If you're looking to harness the potential for AI and machine learning in your business, you must first ensure that your data is in the correct format. This is where data normalization comes in. Loosely defined, it is the process of transforming numerical and text data into a standard format that can help improve the accuracy of a machine-learning model.

With this in mind, today's article will explore:

Data normalization and why it's important

Common data normalization techniques

How to apply these techniques in Python

Keep reading below for more insights.

What Is Data Normalization?

Data normalization is one of the most important steps in data preprocessing. Without it, getting insights from any information becomes difficult, especially when working with varied datasets.

For example, if you're comparing the performance of students in a class across different subjects and these subjects have varying grading scales, you may use data normalization techniques to convert the grades into a similar scale for easier comparison.

Take an example of math, science, English, and history with the following grading scales:

Math: 0 to 100

English: 0 to 50

Science: 0 to 80

History: 0 to 30

A student scores the following:

Math: 80

English: 35

Science: 50

History: 20

At first glance, it might seem that math is way more critical than history because these subjects use different grading systems. Comparing a student's performance in the current data format can be quite complicated. However, data normalization can make it easier by rescaling these scores to a standard range, typically from 0 to 1 or -1 to 1.

First, let's prepare this data for normalization by getting the percentage score for each subject:

1208157456638858.UK3gt6cOlTdFVRvw0tRR_height640.png

The maximum percentage is 0.80 (math), and the minimum is 0.625 (science).

One of the simplest ways to normalize data is through simple feature scaling, also known as Min-Max Scaling. This technique divides each value by the maximum value for that feature. We'll use it to manually normalize the performance data above. Here is the formula:

Normalized Value = (X - X_min) / (X_max - X_min)

Where:

X is the original value.

X_min is the minimum value of the feature in the dataset.

X_max is the maximum value of the feature in the dataset.

We can normalize this data as follows:

Math:

Normalized Value = (0.80- 0.625) / (0.80- 0.625) = 1.000

English:

Normalized Value = (0.70- 0.625) / (0.80- 0.625) = 0.429

Science:

Normalized Value = (0.625- 0,625) / (0.80 - 0.625) = 0.000

History:

Normalized Value = (0.67- 0.625) / (0.80 - 0.625) = 0.257

Now you have:

Math: 1.00

English: 0.429

Science: 0.000

History: 0.257

The performance is now at a standard scale. Drawing insights from this data, such as the subject that was best and least performed, is easier. And this is what data normalization seeks to achieve.

Why Data Normalization Is Important

Data normalization is important when preprocessing data for algorithms and machine learning models. To understand why, let's look at our previous school performance example. Bringing up the values:

Math: 80

English: 35

Science: 50

History: 20

Suppose we want to use this data to train a machine learning algorithm. Feeding these data points into the system in their current format can cause various problems down the road. To explain why, we will offer a broad, general explanation without delving too much into the intricate details.

Think of the machine learning process as a system of different-sized hills; the lowest point possible represents the lowest error, while the highest peak represents the highest error. Naturally, the algorithm aims to get to the lowest point possible.

◆ **Provided records**:
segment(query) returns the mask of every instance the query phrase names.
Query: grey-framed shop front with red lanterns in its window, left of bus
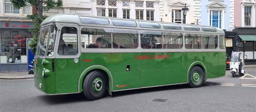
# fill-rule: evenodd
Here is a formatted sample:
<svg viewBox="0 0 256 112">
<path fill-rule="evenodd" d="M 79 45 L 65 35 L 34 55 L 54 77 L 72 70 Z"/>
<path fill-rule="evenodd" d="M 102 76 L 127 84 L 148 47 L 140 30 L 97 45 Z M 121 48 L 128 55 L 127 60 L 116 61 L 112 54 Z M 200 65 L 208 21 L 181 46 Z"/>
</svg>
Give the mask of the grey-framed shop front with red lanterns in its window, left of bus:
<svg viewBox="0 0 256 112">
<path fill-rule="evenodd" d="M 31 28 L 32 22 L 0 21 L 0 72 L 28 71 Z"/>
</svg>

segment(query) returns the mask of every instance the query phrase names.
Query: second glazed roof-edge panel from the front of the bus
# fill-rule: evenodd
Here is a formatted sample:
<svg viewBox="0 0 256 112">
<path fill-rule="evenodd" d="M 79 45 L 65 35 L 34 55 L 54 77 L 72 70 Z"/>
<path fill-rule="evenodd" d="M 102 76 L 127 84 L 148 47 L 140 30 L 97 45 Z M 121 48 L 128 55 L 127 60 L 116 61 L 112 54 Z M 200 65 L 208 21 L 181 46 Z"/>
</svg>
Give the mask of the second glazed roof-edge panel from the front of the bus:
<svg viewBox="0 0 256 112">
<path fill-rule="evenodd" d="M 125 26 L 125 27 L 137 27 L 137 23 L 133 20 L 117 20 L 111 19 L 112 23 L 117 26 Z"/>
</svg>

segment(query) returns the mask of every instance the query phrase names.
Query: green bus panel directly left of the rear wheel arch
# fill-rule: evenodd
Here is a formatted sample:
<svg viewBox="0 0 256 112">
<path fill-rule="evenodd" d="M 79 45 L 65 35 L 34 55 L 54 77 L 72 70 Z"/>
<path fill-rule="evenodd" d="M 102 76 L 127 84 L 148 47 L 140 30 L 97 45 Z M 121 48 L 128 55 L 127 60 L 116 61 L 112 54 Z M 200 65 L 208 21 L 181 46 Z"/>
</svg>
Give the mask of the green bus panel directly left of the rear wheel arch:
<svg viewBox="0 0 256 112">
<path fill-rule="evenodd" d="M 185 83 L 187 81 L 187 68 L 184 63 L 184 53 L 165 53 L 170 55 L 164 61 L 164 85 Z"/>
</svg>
--
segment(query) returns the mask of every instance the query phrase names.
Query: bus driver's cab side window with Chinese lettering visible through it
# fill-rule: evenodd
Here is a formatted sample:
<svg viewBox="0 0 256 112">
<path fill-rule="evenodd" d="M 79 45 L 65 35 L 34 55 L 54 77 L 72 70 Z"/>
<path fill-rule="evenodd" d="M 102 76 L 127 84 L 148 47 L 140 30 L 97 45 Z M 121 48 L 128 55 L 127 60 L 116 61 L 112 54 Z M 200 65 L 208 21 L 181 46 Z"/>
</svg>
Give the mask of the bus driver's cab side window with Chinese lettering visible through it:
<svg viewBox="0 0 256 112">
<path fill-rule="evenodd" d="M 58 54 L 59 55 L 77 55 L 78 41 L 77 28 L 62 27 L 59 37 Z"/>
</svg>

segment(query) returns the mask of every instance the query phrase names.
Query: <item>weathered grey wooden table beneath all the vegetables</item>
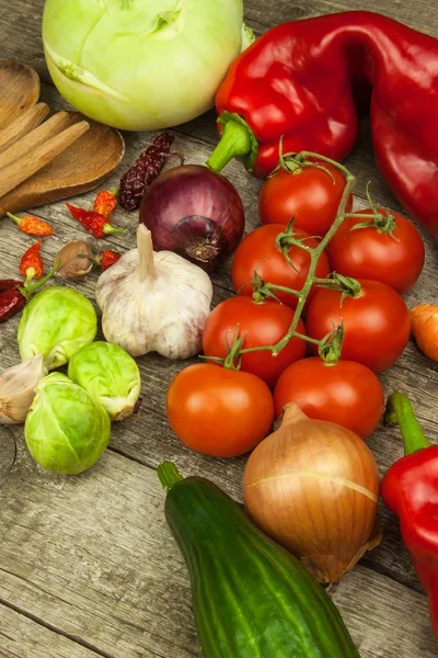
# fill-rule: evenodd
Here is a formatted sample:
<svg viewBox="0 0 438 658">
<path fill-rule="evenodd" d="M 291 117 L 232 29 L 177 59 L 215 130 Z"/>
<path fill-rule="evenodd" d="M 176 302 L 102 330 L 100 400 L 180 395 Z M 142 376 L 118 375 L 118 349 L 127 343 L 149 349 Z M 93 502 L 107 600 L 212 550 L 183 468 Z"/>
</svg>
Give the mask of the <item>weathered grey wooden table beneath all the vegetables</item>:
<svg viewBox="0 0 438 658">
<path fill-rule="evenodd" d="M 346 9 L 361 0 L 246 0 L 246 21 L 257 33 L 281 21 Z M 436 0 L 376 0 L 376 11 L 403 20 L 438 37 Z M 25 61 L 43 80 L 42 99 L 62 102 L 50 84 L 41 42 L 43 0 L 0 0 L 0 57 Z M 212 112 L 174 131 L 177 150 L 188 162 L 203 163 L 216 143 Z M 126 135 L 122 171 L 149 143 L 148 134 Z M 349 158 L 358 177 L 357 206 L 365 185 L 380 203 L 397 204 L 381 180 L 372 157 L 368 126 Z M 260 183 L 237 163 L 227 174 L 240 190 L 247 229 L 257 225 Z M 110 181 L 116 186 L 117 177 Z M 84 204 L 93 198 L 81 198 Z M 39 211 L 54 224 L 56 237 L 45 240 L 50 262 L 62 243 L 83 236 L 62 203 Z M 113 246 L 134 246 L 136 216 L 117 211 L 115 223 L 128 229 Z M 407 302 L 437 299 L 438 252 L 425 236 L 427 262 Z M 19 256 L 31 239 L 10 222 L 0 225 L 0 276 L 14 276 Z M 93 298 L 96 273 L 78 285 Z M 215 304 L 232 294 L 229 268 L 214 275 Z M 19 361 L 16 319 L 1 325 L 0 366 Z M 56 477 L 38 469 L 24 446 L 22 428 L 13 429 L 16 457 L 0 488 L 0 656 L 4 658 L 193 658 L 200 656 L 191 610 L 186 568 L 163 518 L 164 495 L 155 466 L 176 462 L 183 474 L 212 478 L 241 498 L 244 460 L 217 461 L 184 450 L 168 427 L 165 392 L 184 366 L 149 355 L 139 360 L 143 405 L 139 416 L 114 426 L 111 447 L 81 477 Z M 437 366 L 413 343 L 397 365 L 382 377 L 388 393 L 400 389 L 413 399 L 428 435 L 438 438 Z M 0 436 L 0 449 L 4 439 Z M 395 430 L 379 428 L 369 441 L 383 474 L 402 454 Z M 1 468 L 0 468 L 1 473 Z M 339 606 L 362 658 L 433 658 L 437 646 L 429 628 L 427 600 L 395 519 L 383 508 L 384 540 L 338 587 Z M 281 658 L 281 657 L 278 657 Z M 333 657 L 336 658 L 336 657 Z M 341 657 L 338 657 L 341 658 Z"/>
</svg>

◆ **Problem 1**:
Answer these about the data normalization article:
(a) What grading scale does history use?
(b) What is the maximum percentage, and which subject has it?
(c) In the hills comparison, what does the lowest point stand for?
◆ **Problem 2**: Reproduce everything in the data normalization article from "Data normalization is one" down to "for easier comparison.".
The rows don't matter for any of this.

◆ **Exercise result 1**:
(a) 0 to 30
(b) 0.80, math
(c) The lowest error

◆ **Exercise result 2**:
Data normalization is one of the most important steps in data preprocessing. Without it, getting insights from any information becomes difficult, especially when working with varied datasets.

For example, if you're comparing the performance of students in a class across different subjects and these subjects have varying grading scales, you may use data normalization techniques to convert the grades into a similar scale for easier comparison.